**Your objective**
Gather every line of the items below that contains the word "wooden" and copy each one in full. Case counts when matching.

>> Begin Extracted material

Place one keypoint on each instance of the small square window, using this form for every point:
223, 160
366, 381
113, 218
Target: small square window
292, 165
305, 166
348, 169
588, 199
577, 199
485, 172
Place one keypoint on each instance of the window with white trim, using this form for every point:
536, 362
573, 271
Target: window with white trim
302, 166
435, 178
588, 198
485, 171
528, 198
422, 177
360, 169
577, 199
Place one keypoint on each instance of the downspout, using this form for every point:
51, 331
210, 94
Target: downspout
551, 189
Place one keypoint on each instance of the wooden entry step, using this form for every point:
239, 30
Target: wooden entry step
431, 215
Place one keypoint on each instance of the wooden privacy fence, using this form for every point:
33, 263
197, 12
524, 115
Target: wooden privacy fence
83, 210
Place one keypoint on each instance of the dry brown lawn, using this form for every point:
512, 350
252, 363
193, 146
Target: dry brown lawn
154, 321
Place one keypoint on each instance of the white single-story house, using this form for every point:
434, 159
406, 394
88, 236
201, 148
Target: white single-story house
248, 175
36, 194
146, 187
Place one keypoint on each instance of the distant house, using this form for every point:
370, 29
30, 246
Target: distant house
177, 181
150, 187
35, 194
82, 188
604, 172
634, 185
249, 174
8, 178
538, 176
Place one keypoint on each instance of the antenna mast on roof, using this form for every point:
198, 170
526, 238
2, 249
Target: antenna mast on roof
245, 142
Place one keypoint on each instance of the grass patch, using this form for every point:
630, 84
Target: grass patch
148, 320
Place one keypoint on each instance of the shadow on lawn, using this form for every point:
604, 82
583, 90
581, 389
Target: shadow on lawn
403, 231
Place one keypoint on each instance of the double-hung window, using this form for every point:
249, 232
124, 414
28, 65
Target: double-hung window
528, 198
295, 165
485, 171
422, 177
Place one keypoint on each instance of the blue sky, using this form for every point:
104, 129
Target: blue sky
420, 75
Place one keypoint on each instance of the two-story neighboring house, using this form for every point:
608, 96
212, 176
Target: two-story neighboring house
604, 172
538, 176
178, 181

>> End Extracted material
>> Begin Extracted material

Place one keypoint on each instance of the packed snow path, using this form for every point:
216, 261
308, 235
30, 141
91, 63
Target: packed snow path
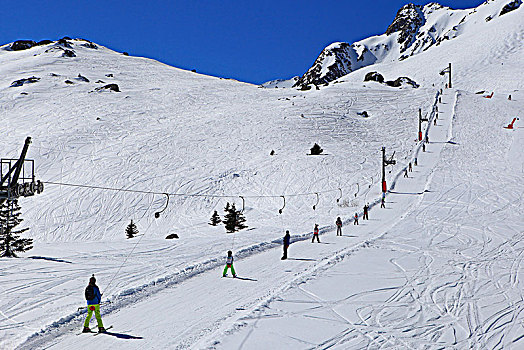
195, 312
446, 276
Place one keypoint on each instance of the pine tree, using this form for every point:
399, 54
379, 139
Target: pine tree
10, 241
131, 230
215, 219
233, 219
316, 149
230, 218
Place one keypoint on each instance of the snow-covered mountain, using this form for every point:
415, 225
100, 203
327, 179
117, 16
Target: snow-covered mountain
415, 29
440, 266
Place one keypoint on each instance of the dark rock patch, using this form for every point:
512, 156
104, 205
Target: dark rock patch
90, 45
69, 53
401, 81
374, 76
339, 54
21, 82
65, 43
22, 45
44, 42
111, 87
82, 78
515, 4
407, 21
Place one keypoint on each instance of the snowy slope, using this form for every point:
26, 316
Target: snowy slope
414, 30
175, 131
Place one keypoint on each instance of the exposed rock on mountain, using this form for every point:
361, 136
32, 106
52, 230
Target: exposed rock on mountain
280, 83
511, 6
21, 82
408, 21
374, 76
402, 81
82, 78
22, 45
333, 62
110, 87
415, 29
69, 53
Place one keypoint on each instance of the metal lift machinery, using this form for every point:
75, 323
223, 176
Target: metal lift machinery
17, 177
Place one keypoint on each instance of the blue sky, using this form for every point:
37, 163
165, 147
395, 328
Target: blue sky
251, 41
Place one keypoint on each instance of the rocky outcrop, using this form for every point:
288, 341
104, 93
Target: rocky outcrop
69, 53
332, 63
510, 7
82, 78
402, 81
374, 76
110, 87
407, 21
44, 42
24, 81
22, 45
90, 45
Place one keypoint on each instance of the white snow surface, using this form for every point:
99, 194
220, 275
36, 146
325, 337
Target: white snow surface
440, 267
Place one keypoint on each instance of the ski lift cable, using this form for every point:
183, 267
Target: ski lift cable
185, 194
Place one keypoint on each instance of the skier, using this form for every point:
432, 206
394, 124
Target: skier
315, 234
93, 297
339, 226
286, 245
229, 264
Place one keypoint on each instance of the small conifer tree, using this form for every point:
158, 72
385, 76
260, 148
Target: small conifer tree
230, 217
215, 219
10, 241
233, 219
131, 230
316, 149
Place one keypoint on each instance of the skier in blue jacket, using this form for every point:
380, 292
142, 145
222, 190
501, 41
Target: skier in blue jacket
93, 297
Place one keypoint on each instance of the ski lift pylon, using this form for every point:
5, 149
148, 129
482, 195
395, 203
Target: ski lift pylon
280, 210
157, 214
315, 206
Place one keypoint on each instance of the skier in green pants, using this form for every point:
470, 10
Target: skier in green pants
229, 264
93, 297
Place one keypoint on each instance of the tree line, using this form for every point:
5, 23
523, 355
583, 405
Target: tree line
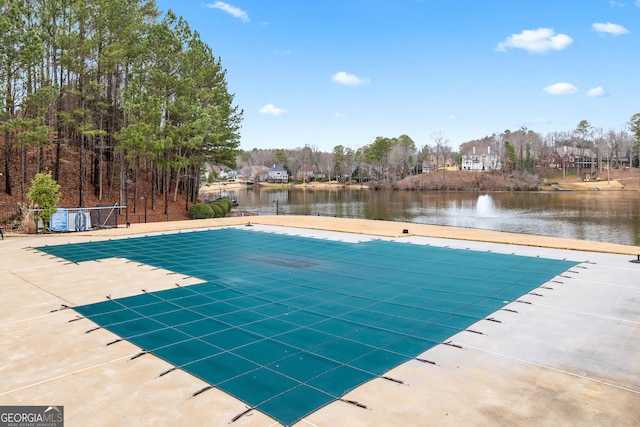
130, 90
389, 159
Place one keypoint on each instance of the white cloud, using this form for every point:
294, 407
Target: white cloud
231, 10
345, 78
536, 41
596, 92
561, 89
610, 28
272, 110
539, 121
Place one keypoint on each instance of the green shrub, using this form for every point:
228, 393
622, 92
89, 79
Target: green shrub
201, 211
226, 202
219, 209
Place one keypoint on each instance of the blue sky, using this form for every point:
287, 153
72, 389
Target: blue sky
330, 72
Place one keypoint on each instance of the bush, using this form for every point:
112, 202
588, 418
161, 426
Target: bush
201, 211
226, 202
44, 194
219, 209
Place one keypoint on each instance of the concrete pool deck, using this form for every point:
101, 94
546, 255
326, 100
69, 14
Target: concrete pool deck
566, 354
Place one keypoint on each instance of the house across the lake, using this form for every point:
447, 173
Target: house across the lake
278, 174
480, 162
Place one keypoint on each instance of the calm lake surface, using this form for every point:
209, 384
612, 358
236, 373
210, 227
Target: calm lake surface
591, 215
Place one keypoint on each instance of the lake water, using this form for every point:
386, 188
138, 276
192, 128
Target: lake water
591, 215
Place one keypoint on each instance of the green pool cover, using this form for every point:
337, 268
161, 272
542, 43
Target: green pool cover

>> End Extracted material
>> Begin Extracted material

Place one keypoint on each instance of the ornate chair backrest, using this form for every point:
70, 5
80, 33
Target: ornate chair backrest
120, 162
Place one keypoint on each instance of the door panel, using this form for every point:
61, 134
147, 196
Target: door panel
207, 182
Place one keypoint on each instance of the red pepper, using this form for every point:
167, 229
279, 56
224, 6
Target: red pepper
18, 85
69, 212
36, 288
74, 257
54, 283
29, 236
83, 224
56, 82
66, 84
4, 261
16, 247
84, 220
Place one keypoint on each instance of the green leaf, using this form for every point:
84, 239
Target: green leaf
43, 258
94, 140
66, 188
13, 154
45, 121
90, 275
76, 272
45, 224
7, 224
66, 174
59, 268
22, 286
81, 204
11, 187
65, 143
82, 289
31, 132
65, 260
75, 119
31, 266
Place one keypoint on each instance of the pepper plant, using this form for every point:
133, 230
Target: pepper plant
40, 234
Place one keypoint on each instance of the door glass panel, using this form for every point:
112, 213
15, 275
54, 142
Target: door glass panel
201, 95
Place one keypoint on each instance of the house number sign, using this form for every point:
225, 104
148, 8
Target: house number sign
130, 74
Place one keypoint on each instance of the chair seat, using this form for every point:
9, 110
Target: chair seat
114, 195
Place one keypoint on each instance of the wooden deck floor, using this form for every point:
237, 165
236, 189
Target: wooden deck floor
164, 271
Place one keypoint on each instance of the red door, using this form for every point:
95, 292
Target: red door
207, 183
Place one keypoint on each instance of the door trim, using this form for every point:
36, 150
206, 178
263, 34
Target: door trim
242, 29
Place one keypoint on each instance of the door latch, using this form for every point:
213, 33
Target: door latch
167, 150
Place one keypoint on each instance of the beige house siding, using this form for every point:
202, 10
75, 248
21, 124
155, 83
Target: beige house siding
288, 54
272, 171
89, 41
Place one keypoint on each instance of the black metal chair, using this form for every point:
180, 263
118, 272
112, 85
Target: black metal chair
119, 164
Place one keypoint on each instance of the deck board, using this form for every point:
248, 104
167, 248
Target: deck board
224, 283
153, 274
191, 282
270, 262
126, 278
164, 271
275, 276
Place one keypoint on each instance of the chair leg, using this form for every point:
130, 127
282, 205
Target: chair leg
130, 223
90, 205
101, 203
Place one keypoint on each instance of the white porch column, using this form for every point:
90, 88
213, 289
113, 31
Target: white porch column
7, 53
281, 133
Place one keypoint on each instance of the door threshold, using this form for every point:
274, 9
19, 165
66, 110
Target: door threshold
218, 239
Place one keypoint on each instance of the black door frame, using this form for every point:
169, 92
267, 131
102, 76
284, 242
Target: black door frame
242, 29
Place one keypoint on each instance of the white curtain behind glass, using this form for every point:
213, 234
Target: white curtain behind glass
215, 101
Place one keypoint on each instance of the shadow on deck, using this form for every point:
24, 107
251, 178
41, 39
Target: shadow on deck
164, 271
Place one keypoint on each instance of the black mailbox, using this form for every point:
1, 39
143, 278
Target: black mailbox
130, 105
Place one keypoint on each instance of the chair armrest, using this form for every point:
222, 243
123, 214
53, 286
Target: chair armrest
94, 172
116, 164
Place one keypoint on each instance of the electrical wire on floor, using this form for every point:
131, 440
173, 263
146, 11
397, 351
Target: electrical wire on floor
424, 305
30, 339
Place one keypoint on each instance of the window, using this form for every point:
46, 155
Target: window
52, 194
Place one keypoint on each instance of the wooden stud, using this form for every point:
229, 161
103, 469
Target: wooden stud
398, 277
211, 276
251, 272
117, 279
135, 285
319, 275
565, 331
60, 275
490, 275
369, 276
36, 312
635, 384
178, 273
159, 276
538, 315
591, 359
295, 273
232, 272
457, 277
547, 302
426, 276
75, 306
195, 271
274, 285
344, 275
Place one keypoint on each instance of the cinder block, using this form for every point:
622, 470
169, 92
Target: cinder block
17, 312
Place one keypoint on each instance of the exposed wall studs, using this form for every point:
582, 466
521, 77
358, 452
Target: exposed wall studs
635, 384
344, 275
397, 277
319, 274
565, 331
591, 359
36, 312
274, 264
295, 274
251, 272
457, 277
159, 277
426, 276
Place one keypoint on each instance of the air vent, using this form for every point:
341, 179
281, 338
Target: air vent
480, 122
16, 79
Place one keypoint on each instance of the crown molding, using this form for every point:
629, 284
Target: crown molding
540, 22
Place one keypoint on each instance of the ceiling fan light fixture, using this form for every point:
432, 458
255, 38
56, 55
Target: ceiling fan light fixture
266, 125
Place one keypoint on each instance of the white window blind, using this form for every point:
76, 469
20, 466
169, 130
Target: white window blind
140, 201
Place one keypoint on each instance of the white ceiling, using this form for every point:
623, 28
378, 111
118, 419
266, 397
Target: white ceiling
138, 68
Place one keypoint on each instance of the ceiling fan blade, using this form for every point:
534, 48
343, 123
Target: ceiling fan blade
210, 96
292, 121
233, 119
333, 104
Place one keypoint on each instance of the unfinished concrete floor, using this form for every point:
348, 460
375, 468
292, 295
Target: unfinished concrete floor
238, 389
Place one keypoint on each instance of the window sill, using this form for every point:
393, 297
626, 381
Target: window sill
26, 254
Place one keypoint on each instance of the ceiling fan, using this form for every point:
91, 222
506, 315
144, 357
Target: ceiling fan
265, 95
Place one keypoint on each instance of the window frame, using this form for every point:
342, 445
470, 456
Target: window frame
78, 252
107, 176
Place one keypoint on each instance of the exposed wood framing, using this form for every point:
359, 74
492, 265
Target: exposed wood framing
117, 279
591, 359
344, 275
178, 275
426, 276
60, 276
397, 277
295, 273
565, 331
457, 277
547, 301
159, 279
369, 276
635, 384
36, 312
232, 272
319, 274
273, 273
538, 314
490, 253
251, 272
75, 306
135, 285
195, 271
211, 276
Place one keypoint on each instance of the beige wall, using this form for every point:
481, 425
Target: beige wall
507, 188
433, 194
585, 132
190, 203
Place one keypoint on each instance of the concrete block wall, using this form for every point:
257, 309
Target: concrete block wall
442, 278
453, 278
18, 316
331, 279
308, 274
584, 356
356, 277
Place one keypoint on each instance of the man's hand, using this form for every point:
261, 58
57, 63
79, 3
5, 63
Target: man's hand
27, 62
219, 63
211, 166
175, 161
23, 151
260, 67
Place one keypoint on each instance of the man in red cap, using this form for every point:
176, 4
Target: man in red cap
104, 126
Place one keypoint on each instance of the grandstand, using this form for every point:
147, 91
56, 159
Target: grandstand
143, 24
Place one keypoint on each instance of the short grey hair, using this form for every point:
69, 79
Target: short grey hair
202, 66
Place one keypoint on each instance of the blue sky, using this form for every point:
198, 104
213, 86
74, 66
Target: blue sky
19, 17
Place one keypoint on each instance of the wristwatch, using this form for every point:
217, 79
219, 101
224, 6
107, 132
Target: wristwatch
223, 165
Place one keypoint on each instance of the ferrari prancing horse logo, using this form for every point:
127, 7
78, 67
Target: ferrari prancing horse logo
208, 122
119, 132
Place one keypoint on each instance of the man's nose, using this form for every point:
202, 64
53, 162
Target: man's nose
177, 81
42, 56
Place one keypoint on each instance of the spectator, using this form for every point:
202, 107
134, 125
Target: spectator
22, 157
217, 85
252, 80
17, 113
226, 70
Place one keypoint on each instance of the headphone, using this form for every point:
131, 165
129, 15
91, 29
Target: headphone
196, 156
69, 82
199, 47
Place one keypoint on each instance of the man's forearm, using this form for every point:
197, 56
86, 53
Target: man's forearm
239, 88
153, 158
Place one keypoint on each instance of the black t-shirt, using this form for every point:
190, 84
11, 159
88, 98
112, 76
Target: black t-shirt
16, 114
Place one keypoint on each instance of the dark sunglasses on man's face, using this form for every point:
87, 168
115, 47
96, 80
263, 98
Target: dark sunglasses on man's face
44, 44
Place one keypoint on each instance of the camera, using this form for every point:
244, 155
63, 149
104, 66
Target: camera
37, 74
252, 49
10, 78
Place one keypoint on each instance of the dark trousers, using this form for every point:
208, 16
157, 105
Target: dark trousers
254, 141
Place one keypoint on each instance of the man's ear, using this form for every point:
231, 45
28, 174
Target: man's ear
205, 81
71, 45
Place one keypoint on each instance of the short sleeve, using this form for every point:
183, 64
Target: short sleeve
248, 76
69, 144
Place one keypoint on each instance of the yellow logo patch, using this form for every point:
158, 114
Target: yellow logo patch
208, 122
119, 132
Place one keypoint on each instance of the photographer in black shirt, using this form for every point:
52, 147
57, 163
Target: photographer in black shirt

>> End Extracted material

**Finished exercise**
Place one keypoint on each instance of the wooden entry step, using this form for every point:
Target: wooden entry step
Place one keypoint on each instance of the wooden privacy fence, using this form for every point:
Target: wooden privacy fence
Place one keypoint on each instance of the wooden deck floor, using this form for every point:
Target: wooden deck floor
Place one keypoint on each instance of the wooden stud, using this form for every point:
Target: wooden stud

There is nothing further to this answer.